### Extract to read

(begin)

Be the Change

By Suzanne Wiggins

When I was in first grade we would get an hour of music class once a week with Miss Nott, the elementary school music teacher. I remember walking single file down to a third grade classroom where everyone sat cross legged on the hard asbestos tile floor. One week, Randy Sage was sitting to my left, and although we were told to be quiet, Randy kept leaning over to whisper “I’m going to suck your blood.” There could only be four explanations for this behavior, 1) it was close to Halloween, 2) his mother allowed him to watch Dark Shadows after school, 3) he ate Count Chocula cereal for breakfast, or 4) he was weird. As a side note, I ended up marrying Randy Sage on the playground during recess when we were in third grade. After enduring this harassment from Randy for some time, I finally leaned towards him and acted like I was going to bite his neck. In that millisecond I heard my name screamed from the front of the room and was told to stand up and return to my classroom.

Oh, the horror of it. Kicked out of class in first grade. I remember walking the empty hallway as slowly as I could, head down, tears streaming across my face. Keep in mind, I was the perfect kid. Always happy, always listened, did what I was told, raised my hand, best student ever. Obviously I was traumatized by the event to the extent it has been burned into my memory. By the next year, Miss Nott had become Mrs. Hall and turned out to be my second grade teacher. She had no recollection of the infamous incident with Randy Sage so I kept my mouth shut. Mrs. Hall turned out to be a pretty good teacher from my point of view. I remember making holiday ornaments by sticking cloves into an orange, singing John Jacob Jingleheimer Schmidt and Kookaburra Sits in the Old Gum Tree, and on rare and special occasions getting to sit in the large rocking chair in the corner to read a favorite book aloud to the entire class. Definitely “joy of a child” type stuff.

(end)

### Task 1
Set out the entries, from the first line up to and including the line with "[204,281,246,308]", as a Markdown table with the columns Row and Entry line, skipping blank lines. Leave the pictures out.
### Task 2
Extend the essay about being sent out of first-grade music class, starting after its last sentence.
The essay and the entries after it come from unrelated sources.

### Extracted information
(begin)

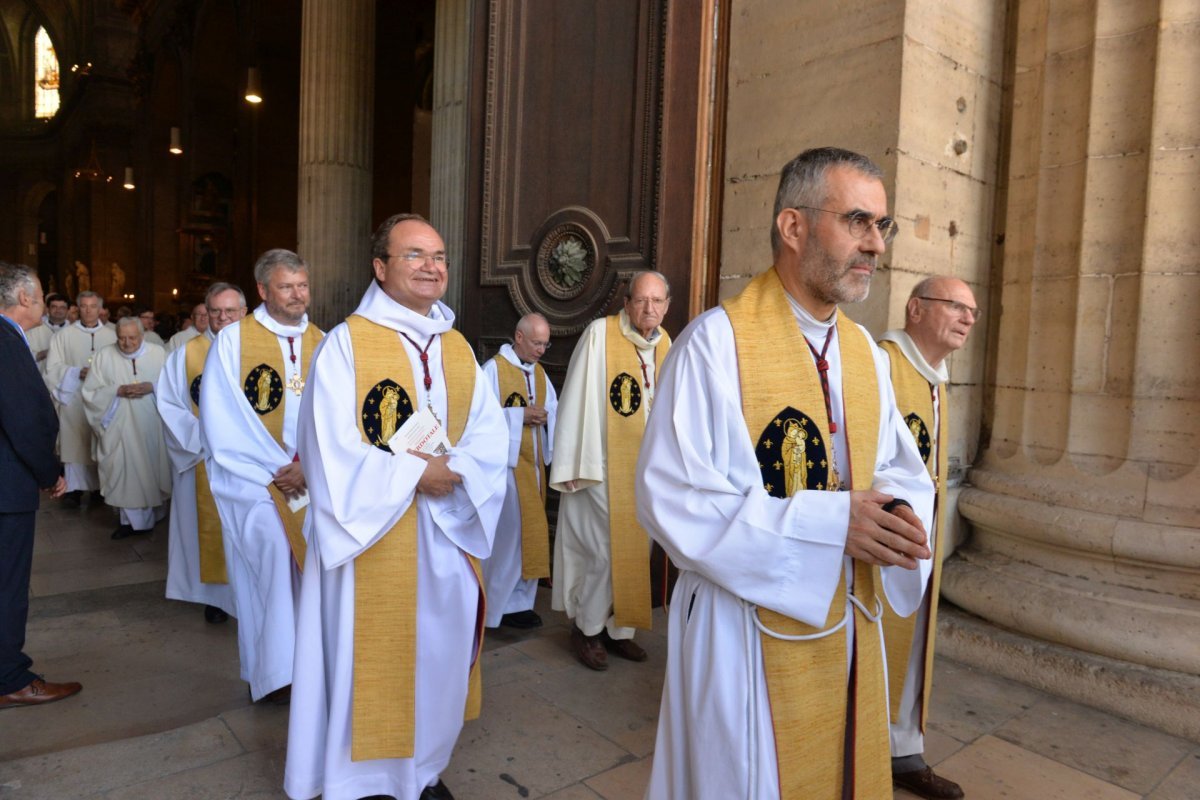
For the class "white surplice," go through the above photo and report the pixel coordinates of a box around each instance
[550,309,662,639]
[484,344,558,627]
[200,306,308,700]
[167,326,200,355]
[46,320,116,492]
[880,330,950,757]
[637,302,934,800]
[288,282,508,800]
[79,342,170,520]
[155,333,236,616]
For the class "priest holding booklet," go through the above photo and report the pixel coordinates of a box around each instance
[284,213,508,800]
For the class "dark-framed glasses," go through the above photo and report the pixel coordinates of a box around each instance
[792,205,900,245]
[388,249,446,266]
[917,295,983,323]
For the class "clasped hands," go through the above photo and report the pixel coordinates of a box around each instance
[846,489,931,570]
[116,380,154,398]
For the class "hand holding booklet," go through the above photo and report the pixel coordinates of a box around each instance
[388,407,450,456]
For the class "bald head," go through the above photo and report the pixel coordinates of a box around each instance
[512,313,550,363]
[904,275,979,367]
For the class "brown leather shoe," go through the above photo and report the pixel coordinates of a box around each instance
[892,766,964,800]
[600,631,649,661]
[571,625,608,672]
[0,678,83,709]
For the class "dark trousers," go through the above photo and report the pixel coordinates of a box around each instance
[0,511,37,694]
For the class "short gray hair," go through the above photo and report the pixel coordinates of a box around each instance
[770,148,883,254]
[254,247,308,285]
[0,261,37,308]
[625,270,671,300]
[204,281,246,308]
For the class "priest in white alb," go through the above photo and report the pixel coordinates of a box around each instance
[484,313,558,630]
[283,215,509,800]
[80,317,170,539]
[637,148,934,800]
[155,283,246,624]
[46,291,116,496]
[200,249,322,703]
[550,271,671,670]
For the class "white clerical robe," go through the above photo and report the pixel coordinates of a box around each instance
[155,333,236,616]
[637,302,934,800]
[79,342,170,522]
[550,309,662,639]
[46,321,116,492]
[484,344,558,627]
[167,325,200,355]
[284,282,508,800]
[880,330,950,757]
[200,306,308,700]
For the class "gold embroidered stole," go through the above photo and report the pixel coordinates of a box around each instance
[605,315,671,631]
[184,335,229,583]
[880,341,949,732]
[241,315,324,570]
[724,267,892,800]
[494,355,550,581]
[346,314,484,762]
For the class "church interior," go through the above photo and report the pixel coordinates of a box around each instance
[0,0,1200,800]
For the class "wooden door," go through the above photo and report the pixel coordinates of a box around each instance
[461,0,702,386]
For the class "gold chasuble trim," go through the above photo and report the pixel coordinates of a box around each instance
[184,336,229,583]
[496,356,550,581]
[241,315,324,571]
[346,314,484,762]
[724,267,892,800]
[605,317,671,631]
[880,341,950,733]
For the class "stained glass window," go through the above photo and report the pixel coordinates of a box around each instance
[34,28,59,120]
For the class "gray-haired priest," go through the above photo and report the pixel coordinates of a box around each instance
[285,215,509,800]
[80,317,170,539]
[200,249,322,703]
[637,148,934,800]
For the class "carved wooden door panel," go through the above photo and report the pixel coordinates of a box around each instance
[462,0,698,386]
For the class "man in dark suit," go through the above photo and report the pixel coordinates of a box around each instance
[0,261,82,710]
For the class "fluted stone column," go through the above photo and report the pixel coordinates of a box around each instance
[296,0,376,330]
[940,0,1200,738]
[430,0,479,313]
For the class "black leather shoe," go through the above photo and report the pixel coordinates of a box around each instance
[420,778,454,800]
[500,610,541,631]
[892,766,964,800]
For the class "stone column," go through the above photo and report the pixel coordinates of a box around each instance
[430,0,479,313]
[940,0,1200,738]
[296,0,376,330]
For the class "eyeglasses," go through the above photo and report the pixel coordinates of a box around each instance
[917,295,983,323]
[792,205,900,245]
[388,249,446,266]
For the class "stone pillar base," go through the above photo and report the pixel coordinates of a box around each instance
[934,606,1200,741]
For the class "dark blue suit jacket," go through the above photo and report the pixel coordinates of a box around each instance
[0,319,62,513]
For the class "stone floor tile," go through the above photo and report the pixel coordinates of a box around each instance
[0,719,242,800]
[220,703,288,753]
[541,783,604,800]
[530,655,665,757]
[937,735,1141,800]
[443,684,629,800]
[925,726,962,766]
[97,750,288,800]
[1146,750,1200,800]
[929,660,1050,742]
[584,756,650,800]
[994,698,1200,794]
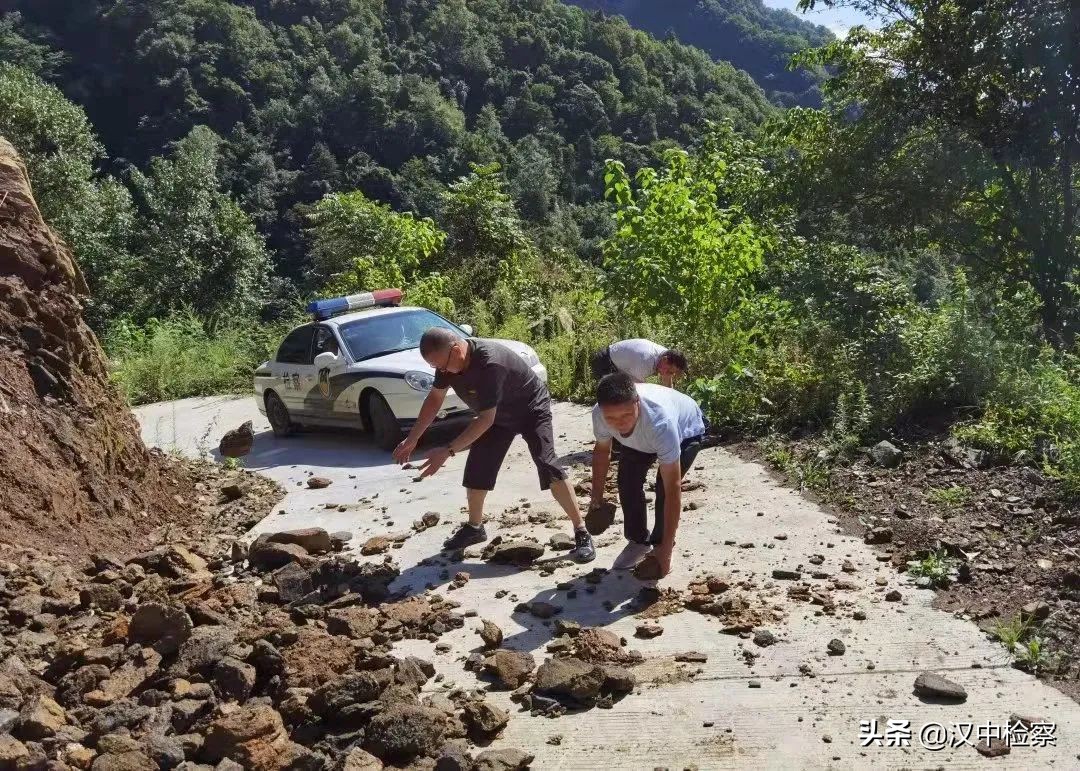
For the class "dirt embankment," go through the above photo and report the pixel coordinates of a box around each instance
[0,137,192,554]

(end)

### Task output 1
| Row | Entry line |
|---|---|
| 1 | For the class "white surplice," go through the above photo and report the pixel coordinates of a box around each instance |
| 2 | [550,309,662,639] |
| 3 | [484,344,558,627] |
| 4 | [200,306,308,700] |
| 5 | [167,326,200,355] |
| 6 | [46,320,116,492] |
| 7 | [880,330,950,757] |
| 8 | [637,302,934,800] |
| 9 | [288,282,508,800] |
| 10 | [79,342,170,520] |
| 11 | [155,333,236,616] |
| 12 | For the class "priest holding booklet," go through the above photo and report the pixel coordinates of a box around each instance |
| 13 | [284,213,508,800] |
| 14 | For the class "dark-framed glasses," go through the above photo and report the pixel coordinates of a box around each instance |
| 15 | [792,205,900,245] |
| 16 | [388,249,446,266] |
| 17 | [917,295,983,323] |
| 18 | For the class "clasped hands," go through the above photo and report the pixel coordinates of a box around each instance |
| 19 | [846,489,931,570] |
| 20 | [116,380,154,398] |
| 21 | For the class "hand holding booklet," go through the above photo and report the pixel coordinates of a box around each instance |
| 22 | [388,407,450,456] |
| 23 | For the class "bald head," go through the above photo and report the pixel coordinates of a box around each instance |
| 24 | [512,313,550,363] |
| 25 | [904,275,979,367] |
| 26 | For the class "brown leather shoe," go through the above photo and report the pixel coordinates of a box around each instance |
| 27 | [892,766,964,800] |
| 28 | [600,631,649,661] |
| 29 | [571,625,608,672] |
| 30 | [0,678,83,709] |
| 31 | For the class "dark trousers," go through the above photo and report the pixel coordinates of a box around each instance |
| 32 | [0,511,37,694] |
| 33 | For the class "short gray hair," go through the above photo and report the pixel coordinates of a box around each instance |
| 34 | [770,148,883,254] |
| 35 | [254,247,308,285] |
| 36 | [0,261,37,308] |
| 37 | [625,270,671,300] |
| 38 | [204,281,246,308] |

### Task output 2
After second grade Mrs. Hall began to teach music again. I remember standing on risers singing with a bunch of other kids while Mrs. Hall walked slowly around listening intently. I have never considered myself a good singer, but I must have done ok because I was selected to join the school’s choir. Now that I think of it, it was less like singing and more like shouting because Mrs. Hall prided herself on the volume produced by her choir. There was no hiding your light under a bushel in this group. The highlight of being a choir member was getting to go by bus to the mall 30 minutes away and performing in the center court atrium. The acoustics were really good. I stood there alongside my fellow choir members all of us in our white shirts and navy skirts for girls and pants for the boys shouting our little hearts out to the live piano music. I felt particularly good that afternoon because I wore my favorite navy knee socks which upon closer inspection had a bumble bee design. Despite my exceptionally great memory, I only remember one song from my choir days and really just the first line of the lyrics, “Let there be peace on Earth, and let it begin with me…”

I was reminded of this by a video that caught my attention on Facebook the other day. It was actually more like a PowerPoint presentation with text screens fading from one to the next. It told the story of a man who had grown unhappy in his marriage. He loved his wife, but it seemed that their relationship was broken and they were becoming the worst version of themselves. The man thought long and hard about this dilemma and came to the realization that if things were to change in the marriage it would have to start with a change in him.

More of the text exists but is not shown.